[start Listed records]

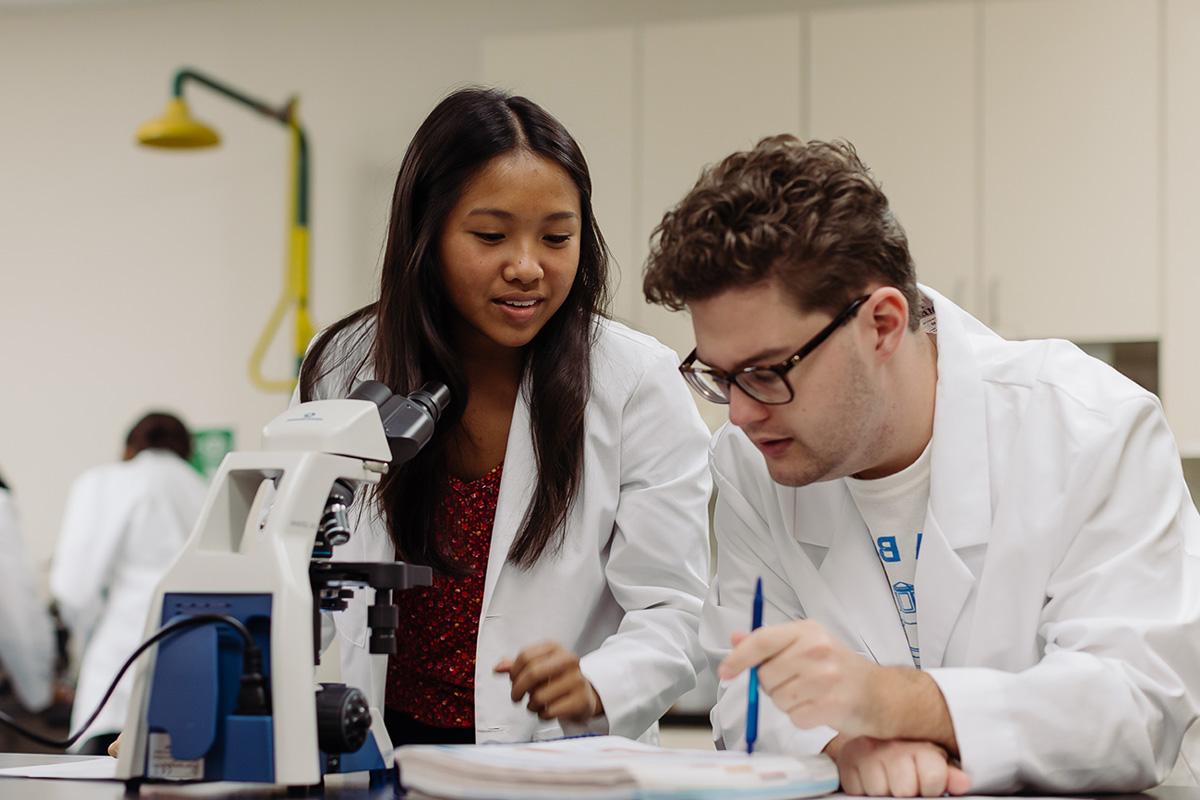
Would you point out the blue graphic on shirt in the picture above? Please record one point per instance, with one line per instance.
(903, 590)
(889, 553)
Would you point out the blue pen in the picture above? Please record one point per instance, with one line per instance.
(753, 692)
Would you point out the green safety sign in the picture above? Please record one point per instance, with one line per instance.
(209, 447)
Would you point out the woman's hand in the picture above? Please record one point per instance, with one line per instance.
(550, 675)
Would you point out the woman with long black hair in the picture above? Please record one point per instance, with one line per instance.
(563, 499)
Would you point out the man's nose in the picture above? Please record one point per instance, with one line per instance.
(744, 409)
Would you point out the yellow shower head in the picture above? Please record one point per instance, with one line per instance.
(177, 128)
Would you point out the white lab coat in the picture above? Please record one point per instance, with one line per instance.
(627, 589)
(124, 524)
(27, 636)
(1057, 584)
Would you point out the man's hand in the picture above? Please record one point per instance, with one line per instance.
(817, 680)
(550, 674)
(811, 677)
(900, 769)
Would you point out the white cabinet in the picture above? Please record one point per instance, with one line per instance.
(1071, 168)
(587, 80)
(1179, 373)
(709, 88)
(900, 84)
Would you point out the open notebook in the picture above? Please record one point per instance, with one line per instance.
(607, 768)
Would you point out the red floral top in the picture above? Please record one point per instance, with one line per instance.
(432, 678)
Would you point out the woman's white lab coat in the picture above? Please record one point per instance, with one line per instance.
(123, 527)
(27, 637)
(1059, 601)
(627, 589)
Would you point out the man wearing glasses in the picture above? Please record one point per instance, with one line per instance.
(978, 555)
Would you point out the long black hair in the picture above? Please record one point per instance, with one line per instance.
(406, 334)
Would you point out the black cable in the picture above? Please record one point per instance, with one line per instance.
(251, 653)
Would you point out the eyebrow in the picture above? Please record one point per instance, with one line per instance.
(760, 359)
(508, 215)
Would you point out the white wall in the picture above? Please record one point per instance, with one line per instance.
(133, 278)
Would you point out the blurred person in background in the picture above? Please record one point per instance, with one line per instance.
(123, 527)
(27, 637)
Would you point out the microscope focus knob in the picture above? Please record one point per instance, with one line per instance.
(343, 719)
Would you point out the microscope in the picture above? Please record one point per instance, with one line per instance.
(231, 693)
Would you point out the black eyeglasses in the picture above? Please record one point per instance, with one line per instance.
(769, 384)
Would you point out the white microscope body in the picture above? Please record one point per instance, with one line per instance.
(259, 553)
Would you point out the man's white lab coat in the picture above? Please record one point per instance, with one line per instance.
(1059, 602)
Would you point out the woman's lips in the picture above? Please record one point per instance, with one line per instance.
(519, 311)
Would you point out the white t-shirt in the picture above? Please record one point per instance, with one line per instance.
(894, 511)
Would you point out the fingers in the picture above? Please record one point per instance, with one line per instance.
(901, 773)
(756, 648)
(874, 777)
(558, 687)
(957, 781)
(539, 671)
(930, 771)
(577, 705)
(899, 769)
(851, 782)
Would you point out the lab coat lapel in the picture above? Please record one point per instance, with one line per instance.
(517, 481)
(856, 588)
(943, 584)
(959, 513)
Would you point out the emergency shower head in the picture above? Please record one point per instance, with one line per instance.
(177, 128)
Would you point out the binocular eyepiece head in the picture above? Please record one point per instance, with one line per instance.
(408, 420)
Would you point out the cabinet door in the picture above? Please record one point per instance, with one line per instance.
(586, 80)
(709, 88)
(899, 83)
(1071, 168)
(1179, 376)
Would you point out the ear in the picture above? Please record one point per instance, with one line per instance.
(888, 314)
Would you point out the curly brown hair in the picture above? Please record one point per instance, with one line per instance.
(808, 214)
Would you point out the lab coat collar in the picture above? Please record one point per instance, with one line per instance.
(960, 482)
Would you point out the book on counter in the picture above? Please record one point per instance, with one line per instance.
(607, 768)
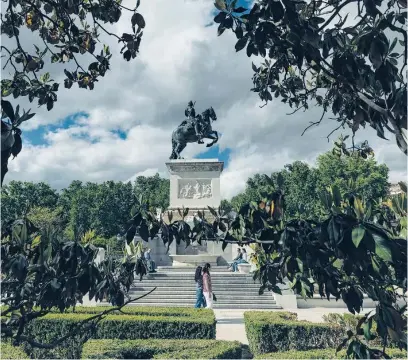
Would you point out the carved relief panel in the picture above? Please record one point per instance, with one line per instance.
(194, 189)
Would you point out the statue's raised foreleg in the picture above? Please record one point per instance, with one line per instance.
(179, 148)
(214, 137)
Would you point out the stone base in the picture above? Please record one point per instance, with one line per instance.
(189, 217)
(194, 260)
(244, 268)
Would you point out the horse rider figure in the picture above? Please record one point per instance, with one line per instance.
(195, 120)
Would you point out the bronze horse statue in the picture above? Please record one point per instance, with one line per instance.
(185, 132)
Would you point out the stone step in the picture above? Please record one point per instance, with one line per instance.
(189, 282)
(165, 289)
(188, 269)
(216, 305)
(230, 299)
(177, 275)
(220, 296)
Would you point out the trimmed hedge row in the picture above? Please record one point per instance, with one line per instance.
(198, 325)
(139, 310)
(143, 310)
(161, 349)
(324, 354)
(281, 331)
(8, 351)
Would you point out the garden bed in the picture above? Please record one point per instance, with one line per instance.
(281, 331)
(161, 349)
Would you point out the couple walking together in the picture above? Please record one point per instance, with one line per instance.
(204, 294)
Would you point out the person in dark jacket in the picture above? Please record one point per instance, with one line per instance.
(236, 261)
(198, 277)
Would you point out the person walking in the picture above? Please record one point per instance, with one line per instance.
(236, 261)
(198, 277)
(207, 286)
(244, 256)
(151, 265)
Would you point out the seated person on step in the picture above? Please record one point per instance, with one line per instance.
(151, 265)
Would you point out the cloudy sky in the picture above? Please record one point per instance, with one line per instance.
(122, 129)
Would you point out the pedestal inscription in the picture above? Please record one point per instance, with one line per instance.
(195, 184)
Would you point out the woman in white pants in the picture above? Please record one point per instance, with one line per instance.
(207, 287)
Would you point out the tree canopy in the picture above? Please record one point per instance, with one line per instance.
(302, 183)
(80, 207)
(69, 34)
(346, 56)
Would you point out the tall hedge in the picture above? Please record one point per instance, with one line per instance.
(161, 349)
(53, 326)
(281, 331)
(324, 354)
(8, 351)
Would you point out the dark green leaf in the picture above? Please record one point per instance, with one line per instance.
(241, 43)
(277, 10)
(17, 146)
(137, 19)
(382, 246)
(220, 17)
(8, 109)
(212, 211)
(240, 9)
(357, 235)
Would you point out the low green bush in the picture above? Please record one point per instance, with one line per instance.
(161, 349)
(281, 331)
(151, 311)
(124, 326)
(8, 351)
(323, 354)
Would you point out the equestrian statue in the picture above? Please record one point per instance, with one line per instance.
(193, 129)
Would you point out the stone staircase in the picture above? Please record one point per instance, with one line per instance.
(175, 286)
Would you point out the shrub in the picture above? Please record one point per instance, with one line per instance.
(9, 351)
(281, 331)
(323, 354)
(150, 311)
(161, 349)
(54, 326)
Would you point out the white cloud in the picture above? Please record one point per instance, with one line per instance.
(180, 59)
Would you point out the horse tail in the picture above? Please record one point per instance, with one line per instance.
(173, 147)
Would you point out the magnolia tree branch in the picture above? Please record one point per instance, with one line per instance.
(399, 136)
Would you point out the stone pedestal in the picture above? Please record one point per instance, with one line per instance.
(195, 184)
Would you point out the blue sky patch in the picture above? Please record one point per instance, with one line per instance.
(36, 137)
(215, 153)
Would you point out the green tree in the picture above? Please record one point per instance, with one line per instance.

[end Listed records]

_What this task involves_
Write out the entire listing above, line for line and without alteration, leaving out the pictures.

_Exercise result_
Would you point out the blue graphic on shirt in the picture above? Please record one point per instance, with one line per instance.
(903, 590)
(889, 553)
Would you point out the blue pen in the picture above? Please record one point per instance, with one line per instance.
(753, 692)
Would you point out the green safety sign in the picture above? Please record one point per instance, with one line per instance.
(209, 447)
Would you point out the woman's hand in the picture above? Please record one point per instance, with one line per instance.
(550, 675)
Would you point out the woman with long black hair in the picture above? Please record one point per instance, with one line per instance.
(563, 499)
Would you point out the man's nose in the picture above? Please record one point per instance, with one line per instance.
(744, 409)
Would you point out the yellow shower head in the picture above? Please record one point per instance, with one line per instance.
(177, 128)
Would you point out the white lab coat in the picture above? Please record one point per instance, with one line per instance.
(627, 589)
(124, 524)
(27, 636)
(1057, 584)
Would you point out the man's hand in the picture above? Please record one point per instance, with one line per instance.
(817, 680)
(550, 674)
(811, 677)
(900, 769)
Would you point out the white cabinet in the picture above? Please record one point per instance, with one line per instance.
(1071, 168)
(587, 80)
(1179, 373)
(709, 88)
(900, 84)
Would you point out the open notebook in the picture above? Please record one point per instance, with one line per instance.
(607, 768)
Would you point out the red floral top in the picture above? Please record one point per instance, with one line per instance.
(432, 678)
Would you point out the woman's white lab coat in the picture above? Please record one point per instance, with one line per instance.
(123, 527)
(27, 637)
(1059, 601)
(627, 589)
Would you point out the man wearing glasses in the picture above? Please record one point per instance, with one line per instance.
(978, 555)
Would you point out the long black hair in the picture above? Please record one point per instance, with one line per instance.
(406, 334)
Would you point out the black cable in the picture above? Please record one point per instance, with one line per instance.
(251, 653)
Would you point out the eyebrow in the picture above? Please record one point per instance, with one line per instance.
(760, 359)
(508, 215)
Would you point out the white wall in the picture above? Please record one point per instance, with one line per instance.
(133, 278)
Would you point out the blurred person in background in the picture above? Please record one point per instance, with one line per instance.
(123, 527)
(27, 637)
Would you point out the microscope focus knob in the picture above? Please record one point per instance, with one line per instance.
(343, 719)
Would you point out the microscope in the picture above? Please record one point per instance, with one line per instance.
(231, 693)
Would you point out the black eyeglasses in the picture above? Please record one point per instance, with one line per instance.
(769, 384)
Would you point out the white microscope body in the picture above? Please record one point per instance, with one line per instance.
(259, 553)
Would you point out the man's white lab coat in the picture above? Please record one point per instance, with one line per instance.
(1059, 602)
Would you point out the woman's lips in the picture above? Please record one point per instance, with one line per instance.
(519, 311)
Would you point out the white t-shirt in the picture above? Please record one point per instance, with one line per instance.
(894, 511)
Would you point out the fingers in the picture above? Please record one point per instance, with one line per instance.
(901, 773)
(756, 648)
(874, 777)
(558, 687)
(957, 781)
(539, 671)
(930, 771)
(577, 705)
(899, 769)
(851, 782)
Would you point out the lab coat lapel in the picture above? Please record one point per instance, with one line per instance.
(517, 481)
(856, 588)
(943, 584)
(959, 513)
Would you point out the emergency shower head in the picture above? Please record one point per instance, with one line per instance.
(177, 128)
Would you point out the binocular eyepiece head in the picture above? Please record one point per instance, with one line per instance.
(408, 420)
Would you point out the cabinet door in the picture above? Please record one point per instance, with one line per instance.
(586, 80)
(709, 88)
(899, 83)
(1071, 168)
(1179, 376)
Would you point out the ear in the picture above? Please record one point per instance, with one line per instance.
(888, 314)
Would you point out the curly brown hair in the picture above? Please record one point per instance, with one line per instance.
(808, 214)
Would you point out the lab coat collar in the picture above? Please record one point per instance, with one line per instance.
(960, 482)
Would you point out the book on counter in the picture above? Please record one point per instance, with one line per instance.
(607, 768)
Would you point out the carved relief panel in the picture above? Please record one point per instance, with one line per instance.
(194, 189)
Would you point out the statue's raised foreleg in the picture above? Please record one point per instance, with one line per instance.
(179, 148)
(214, 137)
Would you point out the stone base in the picture above? Please record one point per instance, with one line per instance.
(189, 217)
(194, 260)
(244, 268)
Would you point out the horse rider figure in the picture above? Please record one point per instance, with one line per instance.
(195, 120)
Would you point out the bronze horse statue in the picture above? Please record one point per instance, with one line per instance.
(185, 132)
Would you point out the stone step in the picture above? Please record one point per instance, with one line per instance.
(189, 282)
(165, 289)
(188, 269)
(216, 305)
(230, 299)
(177, 275)
(220, 296)
Would you point out the trimmed hedge row in the picture above? Please record one point per instance, with one line per instance.
(198, 325)
(139, 310)
(143, 310)
(161, 349)
(324, 354)
(281, 331)
(8, 351)
Would you point out the garden bed in the picture above? Please record one point per instance, with one line per instance.
(281, 331)
(161, 349)
Would you point out the couple walking together in the picture above? Please record one point per instance, with one line per instance.
(204, 294)
Would you point out the person in dark jacket in the picture above? Please record one point per instance, with one line per instance.
(236, 261)
(198, 277)
Would you point out the person walking in the picture above? Please record one point per instance, with one line per instance.
(236, 261)
(198, 277)
(207, 286)
(244, 256)
(151, 265)
Would you point out the seated person on step in the picture above? Please record one point per instance, with one line per instance.
(151, 265)
Would you point out the cloudy sky in the picture above? Please record one point per instance, with one line per instance.
(122, 129)
Would you point out the pedestal inscription in the picture above? Please record one point per instance, with one line per instance.
(195, 184)
Would you point out the woman in white pants in the picture above? Please record one point per instance, with one line per instance.
(207, 287)
Would you point out the tree canopy in the picture above? Please record one point per instance, with one line per instance.
(302, 183)
(80, 207)
(69, 34)
(346, 56)
Would you point out the tall hedge in the picture above? Please record one point per instance, with one line per instance.
(161, 349)
(53, 326)
(281, 331)
(324, 354)
(8, 351)
Would you point out the dark green leaf in the picture above? Please record one point per instance, with one line per instance.
(241, 43)
(277, 10)
(17, 146)
(137, 19)
(382, 246)
(220, 17)
(8, 109)
(212, 211)
(240, 9)
(357, 235)
Would you point out the low green bush in the picture above? Please record one point per instance, with one line per instance.
(161, 349)
(281, 331)
(151, 311)
(124, 326)
(8, 351)
(323, 354)
Would you point out the equestrian statue in the picture above? Please record one point per instance, with one line per instance.
(193, 129)
Would you point out the stone staircase in the picture above? Please record one point per instance, with one line per instance.
(175, 286)
Would you point out the shrub in the picture above? Please record one point per instance, with one line per instance.
(9, 351)
(281, 331)
(323, 354)
(150, 311)
(161, 349)
(54, 326)
Would you point out the white cloud in the picture above? Please record one point per instance, with one line per instance.
(180, 59)
Would you point out the horse tail in the picture above? Please record one point per instance, with one line per instance.
(173, 147)
Would you point out the magnolia tree branch in the picture above? Please record one point per instance, with one line per instance.
(399, 136)
Would you point out the stone pedestal in the picture above? Please record one point per instance, with one line per instance.
(195, 184)
Would you point out the blue sky patch in the picture above? Please record one point per instance, with one line per instance.
(36, 137)
(215, 153)
Would you point out the green tree in the picture above? Please record one point per instance, with one line per instance.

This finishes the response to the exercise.